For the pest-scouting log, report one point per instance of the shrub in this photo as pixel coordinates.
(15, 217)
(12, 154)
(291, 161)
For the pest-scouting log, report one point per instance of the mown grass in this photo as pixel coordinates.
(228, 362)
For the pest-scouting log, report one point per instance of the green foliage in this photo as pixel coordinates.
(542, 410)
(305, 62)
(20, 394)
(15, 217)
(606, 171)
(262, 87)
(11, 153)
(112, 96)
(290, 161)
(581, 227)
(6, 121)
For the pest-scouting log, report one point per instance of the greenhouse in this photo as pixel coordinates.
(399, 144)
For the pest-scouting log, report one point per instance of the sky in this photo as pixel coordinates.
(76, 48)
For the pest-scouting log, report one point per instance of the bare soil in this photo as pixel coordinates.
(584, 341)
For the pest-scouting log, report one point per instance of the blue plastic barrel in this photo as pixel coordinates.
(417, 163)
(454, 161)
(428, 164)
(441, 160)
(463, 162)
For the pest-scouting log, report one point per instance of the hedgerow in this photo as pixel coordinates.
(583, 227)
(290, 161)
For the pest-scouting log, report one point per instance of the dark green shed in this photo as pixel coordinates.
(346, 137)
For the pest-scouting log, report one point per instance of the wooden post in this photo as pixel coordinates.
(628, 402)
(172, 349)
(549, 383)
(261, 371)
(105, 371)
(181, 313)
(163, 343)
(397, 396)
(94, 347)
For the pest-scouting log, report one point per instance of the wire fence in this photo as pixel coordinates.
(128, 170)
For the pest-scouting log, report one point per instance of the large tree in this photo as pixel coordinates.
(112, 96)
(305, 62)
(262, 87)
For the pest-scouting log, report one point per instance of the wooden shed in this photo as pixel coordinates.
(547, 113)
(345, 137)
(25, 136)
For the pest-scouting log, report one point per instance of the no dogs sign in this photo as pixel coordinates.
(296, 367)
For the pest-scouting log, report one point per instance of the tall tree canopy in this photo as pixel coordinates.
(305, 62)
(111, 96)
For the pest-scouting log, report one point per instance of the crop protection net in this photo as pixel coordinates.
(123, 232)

★ ★ ★ ★ ★

## Task
Please write out every row above again, switching "pest-scouting log" to "orchard survey sheet" and keeping everything else unchanged.

## Exercise result
For the orchard survey sheet, report one point per instance of the shrub in this photo as pixel coordinates.
(15, 217)
(12, 154)
(291, 161)
For the orchard survey sheet, report one point per instance of the mown grass in this photo as pixel coordinates.
(228, 362)
For the orchard survey sheet, report one point per instance of the green foliage in this photo as pixel coordinates.
(542, 410)
(305, 62)
(20, 394)
(15, 217)
(606, 171)
(262, 87)
(11, 153)
(112, 96)
(290, 161)
(581, 227)
(6, 121)
For the orchard survey sheet, report one point per instance of the greenhouse in this photo as pixel coordinates.
(399, 144)
For the orchard survey sheet, report one point per instance of the sky in this photo as pixel coordinates.
(76, 48)
For the orchard survey sheet, report one point per instance of the bare soil in this photo as pixel coordinates.
(584, 341)
For the orchard survey sheet, report one point per instance of the blue plastic barrel in this photo as pixel coordinates.
(417, 163)
(454, 161)
(428, 164)
(441, 160)
(463, 162)
For the orchard survey sheet, report one point per instance of the hedgerow in this photo as pixel coordinates.
(583, 227)
(290, 161)
For the orchard survey sheet, report one point per instance of the dark green shed in this photo as pixel coordinates.
(346, 137)
For the orchard survey sheet, report one point per instance of the wooden post in this photo as pixel coordinates.
(628, 402)
(172, 349)
(549, 383)
(261, 371)
(105, 371)
(181, 313)
(163, 343)
(397, 396)
(94, 347)
For the orchard survey sheet, report one point per instance of the wire fence in this photo as pixel coordinates.
(128, 170)
For the orchard survey sheet, report one point per instance of the large tree in this photo as pixel coordinates.
(112, 96)
(305, 62)
(262, 87)
For the orchard survey sheet, report one point per instance of the wooden shed in this photo as pixel coordinates.
(547, 113)
(345, 137)
(25, 136)
For the orchard survey sheet, report one point per instance of the no dogs sign in this photo as pixel coordinates.
(296, 367)
For the orchard survey sheet, report one point per instance of the tall tree canopy in this photo as pixel coordinates.
(305, 62)
(111, 96)
For the orchard survey sheet, report one point per instance of the crop protection net in this photo as pixel coordinates.
(123, 232)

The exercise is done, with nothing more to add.